Work request: The required result is every line of the records that includes "form".

[Referring expression pointing data]
|---|

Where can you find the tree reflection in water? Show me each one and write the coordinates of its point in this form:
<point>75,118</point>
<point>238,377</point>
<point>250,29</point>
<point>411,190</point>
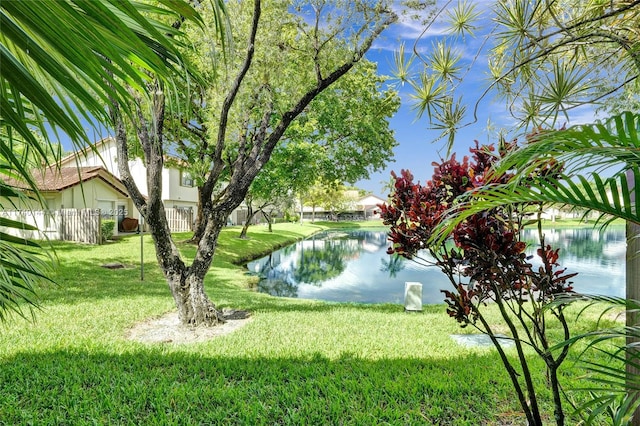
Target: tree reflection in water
<point>353,266</point>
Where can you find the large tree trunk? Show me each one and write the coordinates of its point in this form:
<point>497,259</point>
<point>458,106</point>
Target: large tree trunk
<point>201,220</point>
<point>194,307</point>
<point>187,283</point>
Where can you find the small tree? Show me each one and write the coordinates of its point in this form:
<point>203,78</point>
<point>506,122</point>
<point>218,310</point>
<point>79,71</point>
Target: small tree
<point>486,263</point>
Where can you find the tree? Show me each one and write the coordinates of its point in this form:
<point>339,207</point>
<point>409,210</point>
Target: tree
<point>286,174</point>
<point>584,152</point>
<point>317,37</point>
<point>350,116</point>
<point>57,68</point>
<point>485,261</point>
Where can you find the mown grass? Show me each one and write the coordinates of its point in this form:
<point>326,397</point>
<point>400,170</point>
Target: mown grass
<point>297,362</point>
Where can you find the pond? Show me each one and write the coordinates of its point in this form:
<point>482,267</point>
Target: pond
<point>353,266</point>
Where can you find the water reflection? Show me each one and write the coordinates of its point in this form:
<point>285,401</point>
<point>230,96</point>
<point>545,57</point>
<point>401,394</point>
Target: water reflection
<point>353,266</point>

|---|

Answer to this exercise:
Where can you find the tree reflection in water? Show me each one and write the coordinates of its point in this form:
Where can you find the large tree trunk? Show me each one and write the coordinates of its point in this form:
Where can you find the small tree? Show me each one and write the coordinates of its point in this form:
Where can you find the tree? Show me each one and write the coordinates of its point in this form:
Where can you find the mown grass? Show me each one and write the coordinates of its point in this form:
Where can you find the pond? Show me each one and write the coordinates of its point in this form:
Where can you find the water reflection? Show me each one and write the coordinates of its point in this form:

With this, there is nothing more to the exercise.